--- START OF Supplied entries ---

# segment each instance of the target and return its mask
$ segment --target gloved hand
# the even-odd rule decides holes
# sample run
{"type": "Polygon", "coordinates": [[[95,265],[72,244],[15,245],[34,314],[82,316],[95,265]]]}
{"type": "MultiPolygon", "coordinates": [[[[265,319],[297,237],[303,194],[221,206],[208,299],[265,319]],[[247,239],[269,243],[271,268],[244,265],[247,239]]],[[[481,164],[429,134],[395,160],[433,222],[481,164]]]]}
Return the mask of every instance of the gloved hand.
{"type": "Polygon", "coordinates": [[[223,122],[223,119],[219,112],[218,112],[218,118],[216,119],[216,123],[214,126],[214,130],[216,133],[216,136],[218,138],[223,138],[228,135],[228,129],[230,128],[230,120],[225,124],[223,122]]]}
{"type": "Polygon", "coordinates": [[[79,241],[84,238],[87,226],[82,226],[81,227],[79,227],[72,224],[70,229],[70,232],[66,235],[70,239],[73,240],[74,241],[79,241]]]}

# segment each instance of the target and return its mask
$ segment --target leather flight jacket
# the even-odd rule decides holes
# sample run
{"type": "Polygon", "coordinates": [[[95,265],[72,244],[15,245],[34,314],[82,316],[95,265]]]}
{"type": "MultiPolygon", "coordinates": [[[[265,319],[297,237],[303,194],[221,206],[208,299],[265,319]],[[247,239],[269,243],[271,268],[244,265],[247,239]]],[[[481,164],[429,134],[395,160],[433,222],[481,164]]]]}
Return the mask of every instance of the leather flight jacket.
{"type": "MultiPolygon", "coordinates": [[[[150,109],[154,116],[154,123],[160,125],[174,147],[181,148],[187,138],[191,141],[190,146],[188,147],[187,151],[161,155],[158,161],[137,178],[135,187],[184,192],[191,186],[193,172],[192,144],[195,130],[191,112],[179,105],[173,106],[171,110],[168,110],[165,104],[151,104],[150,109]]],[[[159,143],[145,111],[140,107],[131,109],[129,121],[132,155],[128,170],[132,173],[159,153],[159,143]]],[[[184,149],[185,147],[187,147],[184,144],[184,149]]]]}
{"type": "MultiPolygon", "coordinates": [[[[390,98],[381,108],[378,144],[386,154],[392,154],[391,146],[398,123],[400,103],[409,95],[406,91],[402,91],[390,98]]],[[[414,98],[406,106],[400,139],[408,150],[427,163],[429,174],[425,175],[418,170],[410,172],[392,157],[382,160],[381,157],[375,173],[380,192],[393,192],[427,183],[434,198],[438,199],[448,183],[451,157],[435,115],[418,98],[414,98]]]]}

--- END OF Supplied entries ---

The full set of records should be duplicated exactly.

# segment each instance of the target and return its mask
$ segment --target gloved hand
# the even-odd rule decides holes
# sample run
{"type": "Polygon", "coordinates": [[[95,265],[72,244],[15,245],[34,314],[82,316],[95,265]]]}
{"type": "MultiPolygon", "coordinates": [[[[265,319],[297,237],[303,194],[221,206],[208,299],[265,319]],[[247,239],[269,243],[271,268],[244,265],[247,239]]],[[[481,164],[429,134],[395,160],[433,222],[481,164]]]]}
Return the mask of every instance of the gloved hand.
{"type": "Polygon", "coordinates": [[[223,122],[223,119],[219,112],[218,112],[218,118],[216,119],[216,123],[214,126],[214,130],[216,133],[216,136],[218,138],[223,138],[228,135],[228,129],[230,128],[230,120],[225,124],[223,122]]]}
{"type": "Polygon", "coordinates": [[[79,241],[84,238],[87,226],[82,226],[81,227],[79,227],[72,224],[70,229],[70,232],[66,235],[70,239],[73,240],[74,241],[79,241]]]}

# segment each instance of the target and return its mask
$ segment --target leather flight jacket
# the even-odd rule decides holes
# sample run
{"type": "Polygon", "coordinates": [[[95,265],[72,244],[15,245],[34,314],[82,316],[95,265]]]}
{"type": "MultiPolygon", "coordinates": [[[[265,319],[297,237],[303,194],[221,206],[208,299],[265,319]],[[247,239],[269,243],[271,268],[244,265],[247,239]]],[[[481,164],[429,134],[395,160],[433,222],[481,164]]]]}
Return the mask of every instance of the leather flight jacket.
{"type": "MultiPolygon", "coordinates": [[[[150,109],[154,116],[154,123],[160,125],[174,147],[181,148],[187,138],[191,141],[190,146],[188,147],[187,151],[161,155],[158,161],[137,178],[135,187],[184,192],[191,186],[193,172],[192,144],[195,130],[191,112],[179,105],[173,106],[171,110],[168,110],[165,104],[151,104],[150,109]]],[[[159,143],[145,111],[140,107],[131,109],[129,121],[132,155],[128,170],[132,173],[159,153],[159,143]]],[[[184,149],[185,147],[187,147],[184,144],[184,149]]]]}
{"type": "MultiPolygon", "coordinates": [[[[390,98],[381,108],[378,144],[386,154],[392,154],[391,146],[398,123],[400,103],[409,95],[406,91],[402,91],[390,98]]],[[[414,98],[406,106],[400,139],[408,150],[427,163],[429,174],[425,175],[418,170],[410,172],[392,157],[382,160],[381,157],[375,173],[380,192],[393,192],[427,183],[434,198],[438,199],[448,183],[451,157],[435,115],[418,98],[414,98]]]]}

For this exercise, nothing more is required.